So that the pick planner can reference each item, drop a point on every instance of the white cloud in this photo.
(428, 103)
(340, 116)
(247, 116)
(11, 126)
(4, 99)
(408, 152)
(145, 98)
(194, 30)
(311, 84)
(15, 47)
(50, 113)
★ ★ ★ ★ ★
# [Task goal]
Copy the entries above word for word, without changing anything.

# [Solution]
So that the pick planner can reference each item, drop a point on every instance of the white cloud in this photo.
(428, 103)
(340, 116)
(247, 116)
(11, 126)
(4, 99)
(408, 152)
(145, 98)
(194, 30)
(311, 84)
(15, 47)
(50, 113)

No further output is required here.